» **WORK INSTRUCTIONS**: Reproduce the lines below word for word, with every character unchanged.
══ DATA FOR THIS TASK ══
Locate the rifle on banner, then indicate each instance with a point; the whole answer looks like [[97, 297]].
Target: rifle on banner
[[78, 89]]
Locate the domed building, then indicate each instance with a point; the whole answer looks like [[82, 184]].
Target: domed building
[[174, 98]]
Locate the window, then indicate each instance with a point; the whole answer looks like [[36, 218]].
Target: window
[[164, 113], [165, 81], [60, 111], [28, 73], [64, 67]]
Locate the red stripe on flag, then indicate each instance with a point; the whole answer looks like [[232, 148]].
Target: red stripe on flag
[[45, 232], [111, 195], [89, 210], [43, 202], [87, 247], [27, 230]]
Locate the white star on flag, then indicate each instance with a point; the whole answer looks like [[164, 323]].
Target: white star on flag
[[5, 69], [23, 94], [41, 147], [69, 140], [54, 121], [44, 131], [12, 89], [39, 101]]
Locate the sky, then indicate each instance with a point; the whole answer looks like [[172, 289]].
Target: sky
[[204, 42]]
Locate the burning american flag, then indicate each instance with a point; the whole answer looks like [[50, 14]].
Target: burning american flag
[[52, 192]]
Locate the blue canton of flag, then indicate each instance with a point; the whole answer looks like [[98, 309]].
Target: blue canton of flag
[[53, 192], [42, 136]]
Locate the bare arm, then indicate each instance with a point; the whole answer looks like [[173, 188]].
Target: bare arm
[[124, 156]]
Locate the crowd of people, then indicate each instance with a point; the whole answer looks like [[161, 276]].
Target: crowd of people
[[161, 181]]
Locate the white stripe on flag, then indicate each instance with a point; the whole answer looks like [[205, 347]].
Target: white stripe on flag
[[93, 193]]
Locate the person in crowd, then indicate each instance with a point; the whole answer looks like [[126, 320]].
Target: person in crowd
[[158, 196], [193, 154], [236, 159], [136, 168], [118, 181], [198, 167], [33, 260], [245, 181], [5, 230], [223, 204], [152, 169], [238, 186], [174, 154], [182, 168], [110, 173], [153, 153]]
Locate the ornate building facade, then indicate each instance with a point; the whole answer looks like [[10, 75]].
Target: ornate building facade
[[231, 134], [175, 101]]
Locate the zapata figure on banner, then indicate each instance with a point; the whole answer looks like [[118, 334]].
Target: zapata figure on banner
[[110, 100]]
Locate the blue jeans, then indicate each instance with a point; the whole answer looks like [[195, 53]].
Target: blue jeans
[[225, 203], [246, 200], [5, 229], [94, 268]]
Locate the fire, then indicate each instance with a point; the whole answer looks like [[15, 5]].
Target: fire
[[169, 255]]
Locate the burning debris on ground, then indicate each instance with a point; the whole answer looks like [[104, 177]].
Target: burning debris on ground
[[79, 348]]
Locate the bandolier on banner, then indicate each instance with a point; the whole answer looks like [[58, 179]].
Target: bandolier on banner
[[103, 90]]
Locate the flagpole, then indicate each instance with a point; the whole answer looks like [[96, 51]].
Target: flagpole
═══
» **COMPLETED TASK**:
Locate the rifle on banner, then indicate each instance with a point; the whole answer looks like [[97, 297]].
Target: rifle on banner
[[78, 89]]
Locate the domed building, then indicate each instance with a point; the whole answer looks like [[82, 184]].
Target: domed building
[[174, 98]]
Locate the window, then indicate each instance with a point; the whole answer looks like [[36, 218]].
Target: window
[[164, 113], [165, 81], [60, 111], [28, 73], [64, 67]]
Locate the red stripe on flag, then indicate each instance with a point; the whole answer looks like [[232, 148]].
Target: red stripe on flag
[[45, 232], [111, 195], [89, 210], [43, 202], [87, 247], [27, 230]]
Locate the white star on flag, then indicate each instance with a point; the whole answer looks like [[164, 323]].
Target: white star on flag
[[5, 69], [23, 94], [41, 147], [69, 140], [54, 121], [44, 131], [12, 89], [39, 101]]
Locate the sky, then indicate each instance with a point; the whole answer looks like [[172, 289]].
Target: sky
[[204, 42]]
Locate the burning american flag, then indicate each instance with a point; the whole answer looks like [[50, 14]].
Target: burning american flag
[[52, 192]]
Locate the blue canton of flag, then indicate each instance with a point; the whole answer looks like [[98, 309]].
Target: blue canton of flag
[[53, 192], [42, 136]]
Locate the bare arm, then indicate each instance with a point; the whole answer looks like [[173, 188]].
Target: bare arm
[[124, 156]]
Locate the crowd of people, then indicate each instance with a point; the whole answer looks like [[161, 276]].
Target: crowd of people
[[161, 181]]
Locate the white stripe on flag, then indicate each instance with a point; the whole answer looks like [[205, 347]].
Target: white stripe on flag
[[93, 193]]
Locate the person in crowd, then indicate each instance with a point; the whole answer looks like [[126, 320]].
Target: person in crowd
[[158, 196], [193, 154], [236, 159], [136, 168], [118, 181], [198, 167], [33, 260], [245, 181], [5, 230], [223, 204], [152, 169], [238, 186], [174, 154], [182, 168], [110, 173], [153, 153]]
Locate the ornate building facade, then indicate each instance with a point; the whole answer looks like [[10, 75]].
Target: ornate building facade
[[231, 134], [175, 101]]
Locate the zapata figure on banner, then indicate each instance with a point; the whole answer looks like [[118, 334]].
Target: zapata figure on banner
[[110, 100]]
Locate the blue jeans, then indicate each instance with a point; the whole answer looks like [[195, 53]].
Target: blue jeans
[[225, 203], [246, 200], [5, 229], [94, 268]]
Locate the fire, then indicate each instance with a point; the whole answer looks like [[15, 5]].
Target: fire
[[169, 255]]
Locate the burning debris on ground, then indicate each instance with a point; the whole answer looks like [[104, 177]].
Target: burning debris on ground
[[79, 348]]
Locate the bandolier on banner, then indicate each instance with a point; the whole answer looks like [[58, 179]].
Target: bandolier on banner
[[103, 90]]
Locate the flagpole, then indicate each instance with a point; the whole answer looks like [[96, 51]].
Target: flagpole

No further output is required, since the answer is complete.